About this task:
Begin at the line below that contains "arrangement for me and we're good". Repeat it and all remaining lines of the records exactly.

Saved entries
---
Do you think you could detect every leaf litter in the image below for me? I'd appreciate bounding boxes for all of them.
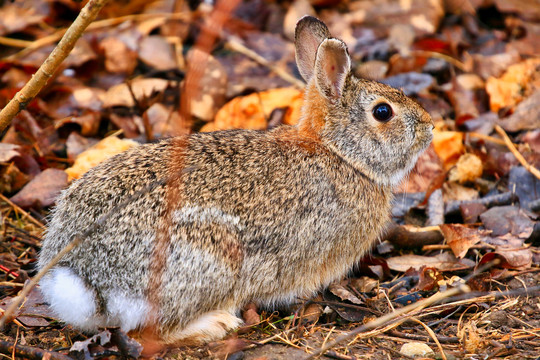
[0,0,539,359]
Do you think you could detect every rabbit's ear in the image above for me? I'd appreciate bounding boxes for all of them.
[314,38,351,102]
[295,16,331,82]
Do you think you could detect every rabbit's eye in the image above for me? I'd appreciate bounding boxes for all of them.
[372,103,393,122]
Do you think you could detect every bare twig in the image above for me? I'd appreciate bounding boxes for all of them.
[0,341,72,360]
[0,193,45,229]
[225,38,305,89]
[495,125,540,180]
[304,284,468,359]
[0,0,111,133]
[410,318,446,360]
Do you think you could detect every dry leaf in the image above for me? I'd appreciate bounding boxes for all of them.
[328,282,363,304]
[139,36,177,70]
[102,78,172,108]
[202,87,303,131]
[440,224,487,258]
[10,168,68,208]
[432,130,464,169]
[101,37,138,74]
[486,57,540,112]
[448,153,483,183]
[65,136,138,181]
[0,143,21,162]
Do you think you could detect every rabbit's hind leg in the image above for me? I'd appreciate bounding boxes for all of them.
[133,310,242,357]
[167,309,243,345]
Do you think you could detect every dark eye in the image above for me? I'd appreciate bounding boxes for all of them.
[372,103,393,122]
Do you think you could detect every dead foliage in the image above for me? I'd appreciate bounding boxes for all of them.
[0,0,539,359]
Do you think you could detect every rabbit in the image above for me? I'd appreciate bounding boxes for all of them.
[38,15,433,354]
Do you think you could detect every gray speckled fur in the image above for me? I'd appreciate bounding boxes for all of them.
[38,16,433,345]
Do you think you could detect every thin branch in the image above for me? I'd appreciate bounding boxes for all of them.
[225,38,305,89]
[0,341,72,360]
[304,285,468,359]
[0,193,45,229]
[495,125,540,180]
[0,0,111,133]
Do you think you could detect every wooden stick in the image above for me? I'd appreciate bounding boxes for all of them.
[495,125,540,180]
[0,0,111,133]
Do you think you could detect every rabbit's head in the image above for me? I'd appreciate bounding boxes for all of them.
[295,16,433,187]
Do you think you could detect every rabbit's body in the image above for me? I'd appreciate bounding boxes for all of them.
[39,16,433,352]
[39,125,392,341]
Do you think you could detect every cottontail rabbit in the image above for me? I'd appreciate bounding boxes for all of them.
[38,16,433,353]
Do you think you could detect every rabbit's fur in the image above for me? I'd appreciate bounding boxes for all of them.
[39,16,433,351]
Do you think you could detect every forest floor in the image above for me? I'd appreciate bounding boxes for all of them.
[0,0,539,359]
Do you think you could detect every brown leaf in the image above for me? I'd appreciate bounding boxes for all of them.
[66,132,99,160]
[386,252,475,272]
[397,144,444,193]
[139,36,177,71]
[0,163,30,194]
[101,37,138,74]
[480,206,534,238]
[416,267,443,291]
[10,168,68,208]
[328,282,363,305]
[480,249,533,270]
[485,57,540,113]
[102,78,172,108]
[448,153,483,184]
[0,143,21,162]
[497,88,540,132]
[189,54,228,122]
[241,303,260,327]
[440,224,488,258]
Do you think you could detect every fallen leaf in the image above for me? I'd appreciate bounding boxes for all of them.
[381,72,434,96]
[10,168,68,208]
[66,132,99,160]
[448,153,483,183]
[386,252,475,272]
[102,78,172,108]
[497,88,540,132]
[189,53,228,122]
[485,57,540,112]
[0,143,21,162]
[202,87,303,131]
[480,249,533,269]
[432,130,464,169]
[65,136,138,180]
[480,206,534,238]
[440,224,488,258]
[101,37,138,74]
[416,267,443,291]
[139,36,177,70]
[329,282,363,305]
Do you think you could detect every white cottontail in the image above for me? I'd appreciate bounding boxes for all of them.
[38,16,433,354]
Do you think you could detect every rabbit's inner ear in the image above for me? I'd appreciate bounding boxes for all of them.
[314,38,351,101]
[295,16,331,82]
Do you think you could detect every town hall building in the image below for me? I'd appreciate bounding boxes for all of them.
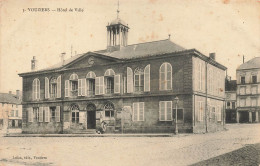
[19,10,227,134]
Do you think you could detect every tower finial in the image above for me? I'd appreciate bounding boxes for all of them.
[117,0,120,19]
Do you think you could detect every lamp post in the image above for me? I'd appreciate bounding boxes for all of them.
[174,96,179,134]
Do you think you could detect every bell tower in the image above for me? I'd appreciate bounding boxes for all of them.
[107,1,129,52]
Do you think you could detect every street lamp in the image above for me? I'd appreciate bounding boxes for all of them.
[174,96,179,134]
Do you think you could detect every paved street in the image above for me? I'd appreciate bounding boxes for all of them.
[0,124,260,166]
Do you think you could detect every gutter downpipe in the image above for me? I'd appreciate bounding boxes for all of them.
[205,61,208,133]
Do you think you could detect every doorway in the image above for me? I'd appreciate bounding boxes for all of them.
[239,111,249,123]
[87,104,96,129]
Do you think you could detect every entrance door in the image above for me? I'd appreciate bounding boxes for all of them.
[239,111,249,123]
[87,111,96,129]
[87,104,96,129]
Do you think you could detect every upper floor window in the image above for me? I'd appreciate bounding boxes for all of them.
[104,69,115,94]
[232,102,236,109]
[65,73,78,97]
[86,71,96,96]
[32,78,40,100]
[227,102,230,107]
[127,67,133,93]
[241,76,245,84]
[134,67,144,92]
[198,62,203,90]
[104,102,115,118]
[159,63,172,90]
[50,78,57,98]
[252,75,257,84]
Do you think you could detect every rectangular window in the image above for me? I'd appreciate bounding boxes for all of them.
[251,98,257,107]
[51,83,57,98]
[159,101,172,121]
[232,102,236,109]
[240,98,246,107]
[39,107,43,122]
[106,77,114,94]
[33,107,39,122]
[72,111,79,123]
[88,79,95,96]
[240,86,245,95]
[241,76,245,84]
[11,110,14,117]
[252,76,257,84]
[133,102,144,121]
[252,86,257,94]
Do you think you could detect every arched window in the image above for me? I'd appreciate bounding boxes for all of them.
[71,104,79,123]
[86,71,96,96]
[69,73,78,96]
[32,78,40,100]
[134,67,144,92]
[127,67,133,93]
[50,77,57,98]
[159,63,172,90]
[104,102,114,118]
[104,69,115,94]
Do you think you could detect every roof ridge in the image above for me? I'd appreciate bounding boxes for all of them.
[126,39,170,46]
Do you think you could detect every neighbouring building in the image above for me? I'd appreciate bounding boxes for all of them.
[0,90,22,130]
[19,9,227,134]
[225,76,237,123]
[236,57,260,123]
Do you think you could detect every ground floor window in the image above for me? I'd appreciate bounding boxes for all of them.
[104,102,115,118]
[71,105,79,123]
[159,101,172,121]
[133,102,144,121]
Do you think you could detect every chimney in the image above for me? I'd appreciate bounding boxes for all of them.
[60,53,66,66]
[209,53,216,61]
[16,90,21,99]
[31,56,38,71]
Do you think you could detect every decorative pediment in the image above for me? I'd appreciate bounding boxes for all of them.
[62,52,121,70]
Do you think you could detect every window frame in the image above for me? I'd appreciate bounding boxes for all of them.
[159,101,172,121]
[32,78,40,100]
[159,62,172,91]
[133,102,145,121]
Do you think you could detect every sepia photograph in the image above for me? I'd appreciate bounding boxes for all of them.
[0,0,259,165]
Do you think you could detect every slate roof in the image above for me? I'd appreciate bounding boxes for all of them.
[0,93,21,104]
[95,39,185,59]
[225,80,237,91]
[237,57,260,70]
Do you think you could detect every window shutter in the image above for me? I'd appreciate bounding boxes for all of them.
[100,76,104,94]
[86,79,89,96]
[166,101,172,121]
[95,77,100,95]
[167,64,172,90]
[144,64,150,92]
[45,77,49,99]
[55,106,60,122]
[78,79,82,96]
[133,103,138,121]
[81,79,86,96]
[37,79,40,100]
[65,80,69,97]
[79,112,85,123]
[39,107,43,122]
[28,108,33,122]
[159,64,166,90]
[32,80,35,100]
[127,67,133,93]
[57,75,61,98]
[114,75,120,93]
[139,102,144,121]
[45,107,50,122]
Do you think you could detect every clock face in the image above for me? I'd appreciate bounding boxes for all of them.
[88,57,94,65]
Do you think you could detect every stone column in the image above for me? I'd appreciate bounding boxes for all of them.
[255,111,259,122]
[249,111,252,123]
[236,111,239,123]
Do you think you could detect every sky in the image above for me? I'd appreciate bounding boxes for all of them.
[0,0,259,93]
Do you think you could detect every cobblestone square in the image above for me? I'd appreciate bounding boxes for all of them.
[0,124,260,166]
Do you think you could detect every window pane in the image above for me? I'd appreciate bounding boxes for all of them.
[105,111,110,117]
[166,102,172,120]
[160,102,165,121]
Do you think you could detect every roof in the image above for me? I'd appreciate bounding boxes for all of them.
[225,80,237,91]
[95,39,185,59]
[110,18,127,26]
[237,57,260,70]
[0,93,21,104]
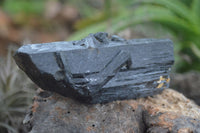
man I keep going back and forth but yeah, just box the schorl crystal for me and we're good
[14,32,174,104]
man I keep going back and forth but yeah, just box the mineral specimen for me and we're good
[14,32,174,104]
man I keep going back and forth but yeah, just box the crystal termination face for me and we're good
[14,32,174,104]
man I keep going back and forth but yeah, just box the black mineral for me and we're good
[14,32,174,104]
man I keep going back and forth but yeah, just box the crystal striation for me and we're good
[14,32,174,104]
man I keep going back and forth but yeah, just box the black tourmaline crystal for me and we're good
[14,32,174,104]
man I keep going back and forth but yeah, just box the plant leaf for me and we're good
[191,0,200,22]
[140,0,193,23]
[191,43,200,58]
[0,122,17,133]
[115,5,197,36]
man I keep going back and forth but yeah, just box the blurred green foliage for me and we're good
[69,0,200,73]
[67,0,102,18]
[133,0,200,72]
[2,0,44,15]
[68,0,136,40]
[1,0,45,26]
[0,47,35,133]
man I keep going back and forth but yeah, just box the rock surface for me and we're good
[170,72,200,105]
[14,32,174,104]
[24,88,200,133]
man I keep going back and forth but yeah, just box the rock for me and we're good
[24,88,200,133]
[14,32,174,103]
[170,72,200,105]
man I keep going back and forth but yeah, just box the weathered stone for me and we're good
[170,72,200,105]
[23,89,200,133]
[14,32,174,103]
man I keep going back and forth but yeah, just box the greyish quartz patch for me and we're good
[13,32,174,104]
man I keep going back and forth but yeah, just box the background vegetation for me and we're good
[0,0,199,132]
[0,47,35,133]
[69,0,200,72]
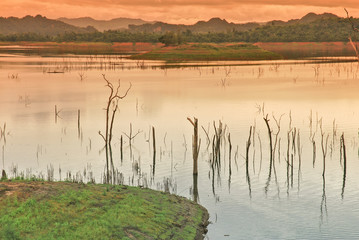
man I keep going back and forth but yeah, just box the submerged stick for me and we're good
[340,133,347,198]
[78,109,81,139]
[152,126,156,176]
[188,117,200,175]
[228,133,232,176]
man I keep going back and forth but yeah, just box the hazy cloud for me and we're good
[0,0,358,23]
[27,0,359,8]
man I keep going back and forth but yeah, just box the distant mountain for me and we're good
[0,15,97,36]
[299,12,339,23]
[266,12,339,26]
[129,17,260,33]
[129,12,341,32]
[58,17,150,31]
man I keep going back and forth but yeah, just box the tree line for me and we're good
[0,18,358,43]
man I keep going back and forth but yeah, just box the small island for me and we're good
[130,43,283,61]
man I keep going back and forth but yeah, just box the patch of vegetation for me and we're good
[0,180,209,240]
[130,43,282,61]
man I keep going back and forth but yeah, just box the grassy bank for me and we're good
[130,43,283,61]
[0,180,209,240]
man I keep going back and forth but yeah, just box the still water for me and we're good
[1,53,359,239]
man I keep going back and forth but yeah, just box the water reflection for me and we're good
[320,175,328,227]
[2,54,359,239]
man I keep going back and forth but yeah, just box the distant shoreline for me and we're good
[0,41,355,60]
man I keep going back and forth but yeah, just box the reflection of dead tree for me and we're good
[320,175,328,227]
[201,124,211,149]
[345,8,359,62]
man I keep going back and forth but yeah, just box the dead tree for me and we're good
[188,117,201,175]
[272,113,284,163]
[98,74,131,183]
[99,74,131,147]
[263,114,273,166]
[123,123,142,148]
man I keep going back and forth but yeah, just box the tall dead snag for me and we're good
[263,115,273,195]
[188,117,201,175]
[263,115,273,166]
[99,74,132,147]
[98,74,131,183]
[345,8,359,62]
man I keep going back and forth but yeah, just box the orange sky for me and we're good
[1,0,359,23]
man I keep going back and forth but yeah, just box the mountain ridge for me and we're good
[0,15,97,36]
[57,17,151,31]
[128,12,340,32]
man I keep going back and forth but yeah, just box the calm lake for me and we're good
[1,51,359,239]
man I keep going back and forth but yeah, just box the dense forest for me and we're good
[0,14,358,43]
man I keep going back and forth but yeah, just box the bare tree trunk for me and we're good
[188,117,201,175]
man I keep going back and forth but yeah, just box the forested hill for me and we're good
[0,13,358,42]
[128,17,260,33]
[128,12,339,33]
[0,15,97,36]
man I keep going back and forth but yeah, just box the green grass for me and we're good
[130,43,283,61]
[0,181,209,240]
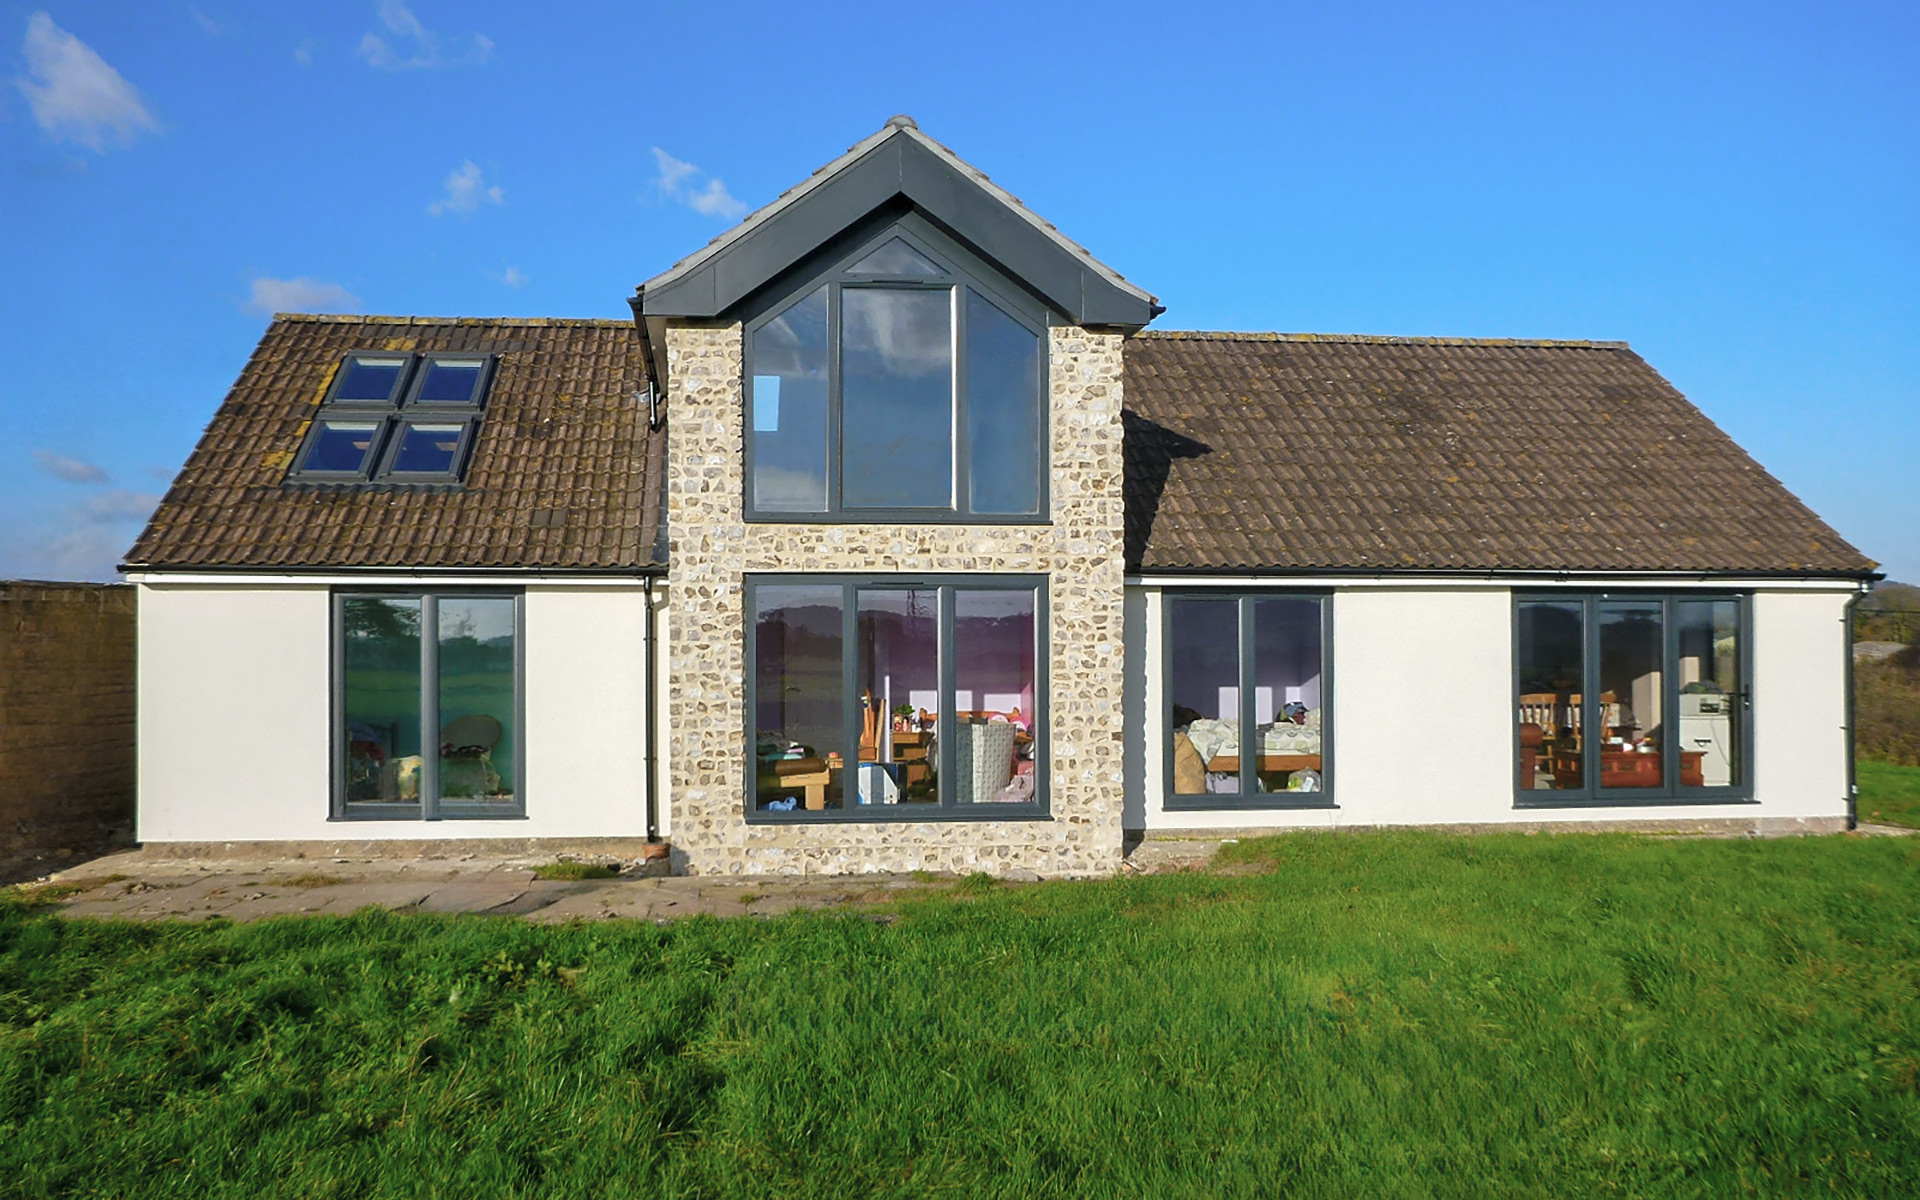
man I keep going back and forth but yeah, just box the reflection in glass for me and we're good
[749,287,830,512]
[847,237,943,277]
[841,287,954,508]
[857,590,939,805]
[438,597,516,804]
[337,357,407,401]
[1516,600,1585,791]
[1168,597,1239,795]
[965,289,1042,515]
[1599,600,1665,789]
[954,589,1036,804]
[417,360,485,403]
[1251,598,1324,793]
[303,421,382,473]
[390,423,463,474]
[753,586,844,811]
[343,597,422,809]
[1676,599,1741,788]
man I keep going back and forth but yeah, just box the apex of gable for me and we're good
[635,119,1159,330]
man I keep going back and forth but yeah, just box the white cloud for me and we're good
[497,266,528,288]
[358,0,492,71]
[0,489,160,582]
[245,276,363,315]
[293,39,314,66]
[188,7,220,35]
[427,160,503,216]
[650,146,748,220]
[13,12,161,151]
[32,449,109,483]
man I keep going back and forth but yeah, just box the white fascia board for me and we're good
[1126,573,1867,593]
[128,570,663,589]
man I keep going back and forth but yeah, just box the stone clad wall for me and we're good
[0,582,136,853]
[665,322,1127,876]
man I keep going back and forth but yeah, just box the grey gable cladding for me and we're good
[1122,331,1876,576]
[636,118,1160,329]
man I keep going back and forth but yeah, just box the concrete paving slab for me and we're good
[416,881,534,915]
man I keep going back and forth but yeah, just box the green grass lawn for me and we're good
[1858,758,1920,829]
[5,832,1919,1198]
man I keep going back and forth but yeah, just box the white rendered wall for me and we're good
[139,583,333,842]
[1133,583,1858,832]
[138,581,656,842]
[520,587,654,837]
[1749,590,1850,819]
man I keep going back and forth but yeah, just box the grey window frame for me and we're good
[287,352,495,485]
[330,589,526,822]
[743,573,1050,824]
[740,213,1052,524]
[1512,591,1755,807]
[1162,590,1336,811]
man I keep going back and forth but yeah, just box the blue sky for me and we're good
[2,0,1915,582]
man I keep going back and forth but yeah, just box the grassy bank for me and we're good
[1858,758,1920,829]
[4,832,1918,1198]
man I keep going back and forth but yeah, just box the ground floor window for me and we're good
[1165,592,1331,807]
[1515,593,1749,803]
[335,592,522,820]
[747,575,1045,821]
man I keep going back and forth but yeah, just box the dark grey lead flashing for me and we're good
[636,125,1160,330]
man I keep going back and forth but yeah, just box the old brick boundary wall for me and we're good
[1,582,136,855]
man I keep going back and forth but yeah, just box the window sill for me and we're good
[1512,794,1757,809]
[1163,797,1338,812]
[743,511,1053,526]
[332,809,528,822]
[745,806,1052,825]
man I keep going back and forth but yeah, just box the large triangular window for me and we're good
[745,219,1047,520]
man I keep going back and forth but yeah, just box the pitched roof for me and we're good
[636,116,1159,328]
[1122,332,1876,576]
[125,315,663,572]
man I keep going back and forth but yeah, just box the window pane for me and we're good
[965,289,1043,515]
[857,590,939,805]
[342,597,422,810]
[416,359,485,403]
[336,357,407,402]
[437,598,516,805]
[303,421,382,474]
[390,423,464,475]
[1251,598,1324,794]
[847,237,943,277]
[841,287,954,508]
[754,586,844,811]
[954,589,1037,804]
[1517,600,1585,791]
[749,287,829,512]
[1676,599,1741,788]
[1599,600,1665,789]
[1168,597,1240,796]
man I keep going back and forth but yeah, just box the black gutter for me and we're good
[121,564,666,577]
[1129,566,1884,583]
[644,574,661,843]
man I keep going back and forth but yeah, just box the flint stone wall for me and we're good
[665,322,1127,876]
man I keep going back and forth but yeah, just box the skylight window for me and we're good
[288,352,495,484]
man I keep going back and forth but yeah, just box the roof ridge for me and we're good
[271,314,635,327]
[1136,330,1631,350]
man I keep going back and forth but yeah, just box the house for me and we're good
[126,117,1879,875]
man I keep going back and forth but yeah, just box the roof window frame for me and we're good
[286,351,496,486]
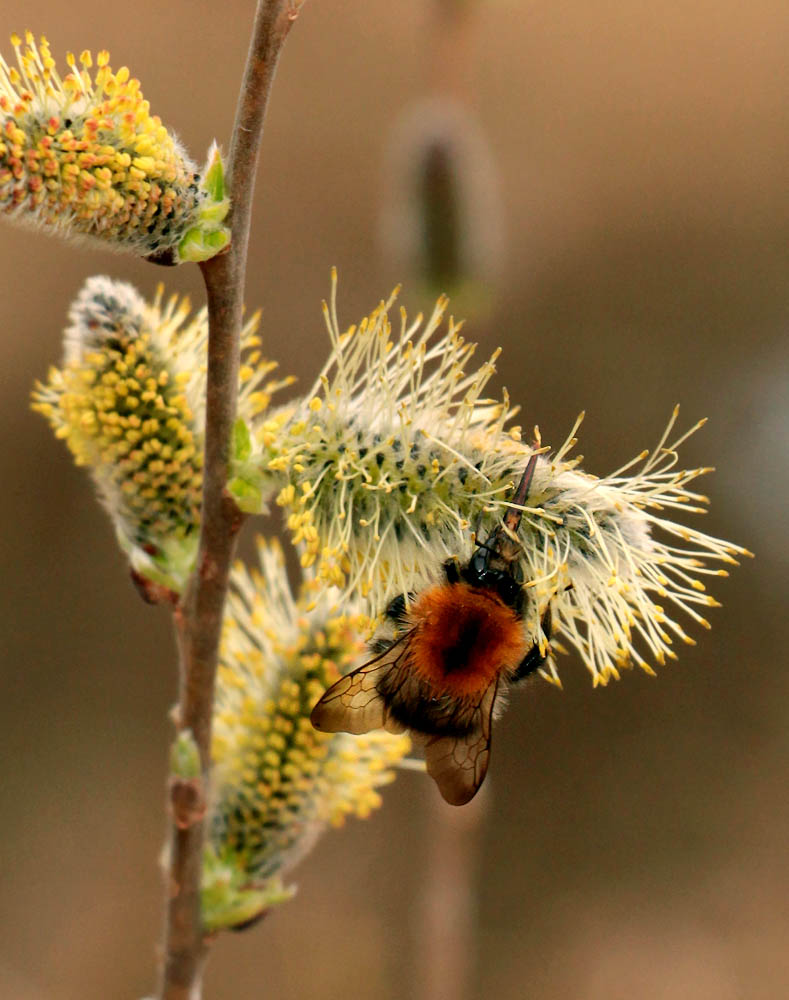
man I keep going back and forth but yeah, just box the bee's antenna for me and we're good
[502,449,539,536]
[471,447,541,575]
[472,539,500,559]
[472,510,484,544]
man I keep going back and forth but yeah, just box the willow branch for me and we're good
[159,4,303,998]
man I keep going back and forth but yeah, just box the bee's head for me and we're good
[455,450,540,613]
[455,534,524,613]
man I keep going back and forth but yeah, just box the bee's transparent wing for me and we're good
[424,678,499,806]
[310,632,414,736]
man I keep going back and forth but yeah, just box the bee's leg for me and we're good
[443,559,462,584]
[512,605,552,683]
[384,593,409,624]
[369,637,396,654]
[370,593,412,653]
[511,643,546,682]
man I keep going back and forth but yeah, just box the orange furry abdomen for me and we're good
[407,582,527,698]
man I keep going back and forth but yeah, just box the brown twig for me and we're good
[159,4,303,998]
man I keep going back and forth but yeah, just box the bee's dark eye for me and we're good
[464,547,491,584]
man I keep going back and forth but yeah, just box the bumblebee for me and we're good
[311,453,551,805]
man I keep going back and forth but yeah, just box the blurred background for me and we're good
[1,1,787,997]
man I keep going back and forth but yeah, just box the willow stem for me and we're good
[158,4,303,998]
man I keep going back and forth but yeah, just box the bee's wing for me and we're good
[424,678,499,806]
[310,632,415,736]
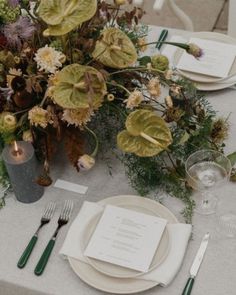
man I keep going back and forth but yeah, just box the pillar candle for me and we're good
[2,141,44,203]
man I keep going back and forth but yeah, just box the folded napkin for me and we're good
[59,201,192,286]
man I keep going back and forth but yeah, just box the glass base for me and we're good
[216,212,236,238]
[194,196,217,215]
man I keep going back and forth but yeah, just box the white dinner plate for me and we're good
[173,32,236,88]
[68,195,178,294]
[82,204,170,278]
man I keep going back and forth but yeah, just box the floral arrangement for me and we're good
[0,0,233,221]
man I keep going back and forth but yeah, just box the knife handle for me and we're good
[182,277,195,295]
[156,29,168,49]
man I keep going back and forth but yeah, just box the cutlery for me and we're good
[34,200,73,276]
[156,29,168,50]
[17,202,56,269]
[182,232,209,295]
---
Answer to this problem:
man I keep going back and forth but yeah, just box the floral arrangement for me and we're good
[0,0,233,221]
man I keep going back and forth but yeah, just box the knife handle for me and we're good
[182,277,195,295]
[156,29,168,49]
man I keep going back and forth but yeah, just box the cutlery for me and we're good
[34,200,73,276]
[156,29,168,50]
[17,202,56,269]
[182,232,209,295]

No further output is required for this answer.